-- Opening Marker --

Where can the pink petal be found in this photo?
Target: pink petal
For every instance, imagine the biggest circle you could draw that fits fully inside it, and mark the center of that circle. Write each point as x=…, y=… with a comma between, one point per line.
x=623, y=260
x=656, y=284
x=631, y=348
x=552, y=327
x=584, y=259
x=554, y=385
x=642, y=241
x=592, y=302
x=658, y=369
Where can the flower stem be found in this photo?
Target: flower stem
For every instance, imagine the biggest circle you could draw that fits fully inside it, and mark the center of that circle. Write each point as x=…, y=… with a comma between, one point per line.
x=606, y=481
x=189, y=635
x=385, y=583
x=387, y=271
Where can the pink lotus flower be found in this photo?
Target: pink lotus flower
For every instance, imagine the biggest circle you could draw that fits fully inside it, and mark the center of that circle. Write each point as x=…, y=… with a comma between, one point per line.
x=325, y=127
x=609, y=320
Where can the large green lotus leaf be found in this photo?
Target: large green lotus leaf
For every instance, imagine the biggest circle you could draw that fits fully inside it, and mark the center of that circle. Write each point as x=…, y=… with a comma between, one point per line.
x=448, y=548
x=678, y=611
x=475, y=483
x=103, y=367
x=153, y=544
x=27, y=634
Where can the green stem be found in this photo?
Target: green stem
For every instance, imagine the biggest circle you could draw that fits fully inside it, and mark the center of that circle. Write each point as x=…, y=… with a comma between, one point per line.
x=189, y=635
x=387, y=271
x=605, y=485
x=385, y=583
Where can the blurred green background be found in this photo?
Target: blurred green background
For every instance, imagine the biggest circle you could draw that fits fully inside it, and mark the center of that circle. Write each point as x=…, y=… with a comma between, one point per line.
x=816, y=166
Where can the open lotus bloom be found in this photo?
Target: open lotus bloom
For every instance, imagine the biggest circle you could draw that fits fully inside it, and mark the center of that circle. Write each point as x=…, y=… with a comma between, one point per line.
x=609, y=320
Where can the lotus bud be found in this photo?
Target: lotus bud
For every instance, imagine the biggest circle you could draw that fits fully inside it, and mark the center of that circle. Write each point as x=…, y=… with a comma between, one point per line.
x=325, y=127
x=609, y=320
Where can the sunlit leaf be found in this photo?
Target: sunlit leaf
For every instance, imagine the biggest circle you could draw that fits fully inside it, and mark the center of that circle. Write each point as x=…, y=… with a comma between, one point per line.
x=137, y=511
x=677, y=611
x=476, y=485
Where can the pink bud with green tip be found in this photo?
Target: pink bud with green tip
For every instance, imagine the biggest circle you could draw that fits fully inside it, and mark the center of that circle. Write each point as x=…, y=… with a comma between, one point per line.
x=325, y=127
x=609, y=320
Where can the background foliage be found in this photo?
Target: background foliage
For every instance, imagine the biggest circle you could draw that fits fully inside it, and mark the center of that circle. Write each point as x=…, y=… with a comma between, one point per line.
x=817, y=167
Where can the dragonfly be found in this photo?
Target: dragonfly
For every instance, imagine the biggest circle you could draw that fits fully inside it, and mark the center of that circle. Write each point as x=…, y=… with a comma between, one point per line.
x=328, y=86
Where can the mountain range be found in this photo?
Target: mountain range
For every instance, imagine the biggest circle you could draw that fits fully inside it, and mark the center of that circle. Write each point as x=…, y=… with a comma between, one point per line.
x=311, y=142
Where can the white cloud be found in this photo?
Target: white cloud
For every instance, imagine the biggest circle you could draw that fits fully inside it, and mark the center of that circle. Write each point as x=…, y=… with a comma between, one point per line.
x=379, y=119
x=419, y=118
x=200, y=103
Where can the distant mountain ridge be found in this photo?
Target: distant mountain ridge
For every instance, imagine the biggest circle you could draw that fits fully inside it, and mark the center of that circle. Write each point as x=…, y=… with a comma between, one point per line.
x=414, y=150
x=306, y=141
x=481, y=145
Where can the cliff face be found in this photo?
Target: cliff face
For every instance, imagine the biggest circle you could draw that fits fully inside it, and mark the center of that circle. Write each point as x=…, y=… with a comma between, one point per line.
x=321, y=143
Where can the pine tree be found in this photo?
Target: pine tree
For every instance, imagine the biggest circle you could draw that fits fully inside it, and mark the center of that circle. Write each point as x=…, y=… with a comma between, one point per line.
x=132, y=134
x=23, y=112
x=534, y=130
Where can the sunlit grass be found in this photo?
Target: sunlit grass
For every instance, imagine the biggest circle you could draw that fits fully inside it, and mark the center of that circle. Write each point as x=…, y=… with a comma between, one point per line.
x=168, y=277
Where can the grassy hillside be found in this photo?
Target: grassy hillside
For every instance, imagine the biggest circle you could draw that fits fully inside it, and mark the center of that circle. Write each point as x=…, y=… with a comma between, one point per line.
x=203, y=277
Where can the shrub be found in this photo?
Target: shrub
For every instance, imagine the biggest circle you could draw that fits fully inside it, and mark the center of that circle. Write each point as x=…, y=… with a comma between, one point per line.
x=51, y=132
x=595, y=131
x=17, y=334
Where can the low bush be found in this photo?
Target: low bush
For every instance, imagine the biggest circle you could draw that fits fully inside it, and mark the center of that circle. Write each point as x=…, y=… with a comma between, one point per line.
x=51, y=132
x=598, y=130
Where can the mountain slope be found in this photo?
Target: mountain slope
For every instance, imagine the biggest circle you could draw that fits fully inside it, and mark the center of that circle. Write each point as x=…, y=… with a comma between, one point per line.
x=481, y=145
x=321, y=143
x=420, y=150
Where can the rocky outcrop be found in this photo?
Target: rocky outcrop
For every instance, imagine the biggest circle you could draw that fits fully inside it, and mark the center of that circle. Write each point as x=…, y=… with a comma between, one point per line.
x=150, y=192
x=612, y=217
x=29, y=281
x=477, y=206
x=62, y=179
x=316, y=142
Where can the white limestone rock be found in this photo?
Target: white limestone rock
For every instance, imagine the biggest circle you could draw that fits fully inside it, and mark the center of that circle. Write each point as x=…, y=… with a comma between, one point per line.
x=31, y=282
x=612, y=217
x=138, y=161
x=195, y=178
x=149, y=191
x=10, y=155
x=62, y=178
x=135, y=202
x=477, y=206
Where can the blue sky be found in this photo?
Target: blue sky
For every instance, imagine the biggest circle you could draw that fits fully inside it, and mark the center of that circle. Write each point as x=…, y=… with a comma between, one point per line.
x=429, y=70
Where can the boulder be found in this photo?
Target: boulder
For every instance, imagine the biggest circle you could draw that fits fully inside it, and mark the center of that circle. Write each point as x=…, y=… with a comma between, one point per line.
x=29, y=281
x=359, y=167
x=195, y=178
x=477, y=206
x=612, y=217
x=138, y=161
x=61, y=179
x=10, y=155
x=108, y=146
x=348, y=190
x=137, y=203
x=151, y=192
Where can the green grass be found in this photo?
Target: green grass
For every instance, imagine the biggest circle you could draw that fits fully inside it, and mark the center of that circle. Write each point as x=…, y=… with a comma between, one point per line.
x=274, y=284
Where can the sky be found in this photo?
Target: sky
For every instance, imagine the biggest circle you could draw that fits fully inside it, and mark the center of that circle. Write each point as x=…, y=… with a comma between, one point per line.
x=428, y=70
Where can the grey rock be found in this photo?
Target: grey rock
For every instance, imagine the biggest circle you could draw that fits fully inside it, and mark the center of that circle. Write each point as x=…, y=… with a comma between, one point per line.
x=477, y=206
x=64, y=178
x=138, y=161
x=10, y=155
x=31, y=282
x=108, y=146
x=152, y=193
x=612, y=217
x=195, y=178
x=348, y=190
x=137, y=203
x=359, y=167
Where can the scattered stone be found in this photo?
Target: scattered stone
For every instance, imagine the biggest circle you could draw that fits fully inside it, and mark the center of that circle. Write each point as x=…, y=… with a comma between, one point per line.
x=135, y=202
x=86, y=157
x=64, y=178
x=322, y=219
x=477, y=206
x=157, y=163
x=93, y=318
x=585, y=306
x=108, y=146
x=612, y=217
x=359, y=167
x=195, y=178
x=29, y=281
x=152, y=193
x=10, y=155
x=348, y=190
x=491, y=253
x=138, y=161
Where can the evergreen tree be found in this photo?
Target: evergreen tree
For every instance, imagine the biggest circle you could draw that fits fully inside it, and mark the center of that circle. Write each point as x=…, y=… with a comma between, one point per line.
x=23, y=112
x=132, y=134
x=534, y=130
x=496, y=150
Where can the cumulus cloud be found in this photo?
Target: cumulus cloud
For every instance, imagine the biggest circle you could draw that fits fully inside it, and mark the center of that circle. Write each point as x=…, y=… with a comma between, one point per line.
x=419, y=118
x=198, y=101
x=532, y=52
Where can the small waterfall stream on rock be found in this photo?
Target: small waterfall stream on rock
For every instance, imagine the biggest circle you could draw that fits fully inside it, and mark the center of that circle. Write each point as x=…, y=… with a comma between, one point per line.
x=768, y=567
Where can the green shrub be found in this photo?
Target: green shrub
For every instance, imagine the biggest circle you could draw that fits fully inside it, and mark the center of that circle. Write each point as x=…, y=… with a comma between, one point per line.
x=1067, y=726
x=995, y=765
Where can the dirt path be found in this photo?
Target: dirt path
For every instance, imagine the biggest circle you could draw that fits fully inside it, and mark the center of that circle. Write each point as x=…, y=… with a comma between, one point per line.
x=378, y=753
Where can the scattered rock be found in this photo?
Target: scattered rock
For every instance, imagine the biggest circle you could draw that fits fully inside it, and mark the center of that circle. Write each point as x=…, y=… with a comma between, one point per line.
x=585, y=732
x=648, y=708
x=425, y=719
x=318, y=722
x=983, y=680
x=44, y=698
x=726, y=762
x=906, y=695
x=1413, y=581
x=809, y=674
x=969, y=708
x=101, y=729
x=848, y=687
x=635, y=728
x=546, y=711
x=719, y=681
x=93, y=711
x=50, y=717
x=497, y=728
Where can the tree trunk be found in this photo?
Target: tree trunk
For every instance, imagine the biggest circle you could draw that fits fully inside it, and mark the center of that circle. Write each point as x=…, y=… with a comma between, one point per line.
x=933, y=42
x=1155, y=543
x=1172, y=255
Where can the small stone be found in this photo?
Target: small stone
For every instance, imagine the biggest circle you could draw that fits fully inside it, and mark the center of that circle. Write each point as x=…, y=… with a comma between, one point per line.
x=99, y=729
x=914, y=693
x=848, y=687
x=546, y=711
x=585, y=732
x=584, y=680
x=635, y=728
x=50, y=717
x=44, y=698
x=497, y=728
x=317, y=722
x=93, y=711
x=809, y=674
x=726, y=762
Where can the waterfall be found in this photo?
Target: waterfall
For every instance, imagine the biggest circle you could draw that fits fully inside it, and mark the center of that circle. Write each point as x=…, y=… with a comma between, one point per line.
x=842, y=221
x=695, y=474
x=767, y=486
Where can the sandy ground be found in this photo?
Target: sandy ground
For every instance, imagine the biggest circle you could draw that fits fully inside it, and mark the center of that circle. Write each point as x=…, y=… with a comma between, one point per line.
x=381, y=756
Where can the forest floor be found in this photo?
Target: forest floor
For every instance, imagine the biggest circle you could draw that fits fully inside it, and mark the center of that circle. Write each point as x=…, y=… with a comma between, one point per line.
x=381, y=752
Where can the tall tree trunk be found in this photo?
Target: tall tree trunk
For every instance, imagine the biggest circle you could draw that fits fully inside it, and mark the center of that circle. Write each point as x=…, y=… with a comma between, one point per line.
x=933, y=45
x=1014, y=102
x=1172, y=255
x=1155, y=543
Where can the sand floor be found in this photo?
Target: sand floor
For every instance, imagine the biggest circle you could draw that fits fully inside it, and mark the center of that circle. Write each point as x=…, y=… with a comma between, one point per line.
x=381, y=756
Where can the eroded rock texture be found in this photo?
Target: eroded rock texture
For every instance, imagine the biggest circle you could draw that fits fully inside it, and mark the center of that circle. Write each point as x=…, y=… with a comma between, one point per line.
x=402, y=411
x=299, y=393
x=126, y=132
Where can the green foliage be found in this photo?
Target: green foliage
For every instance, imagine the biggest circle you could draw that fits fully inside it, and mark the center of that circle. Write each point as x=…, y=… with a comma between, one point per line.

-- Closing Marker --

= Work item =
Please copy the lines in the records above between the one holding "Where can the sunlit grass" and the one holding "Target: grassy hillside", inclusive, exactly and with no other line.

= Answer to this exercise =
Where can the sunlit grass be found in this photo?
Target: sunlit grass
For every instance, imagine the biggest circle you could draw that fits fully inside it, and mark the center of that circle. Write each point as x=…, y=… with a comma between, one point per line.
x=168, y=277
Where can the grassy hillside be found in this photo?
Target: grassy hillside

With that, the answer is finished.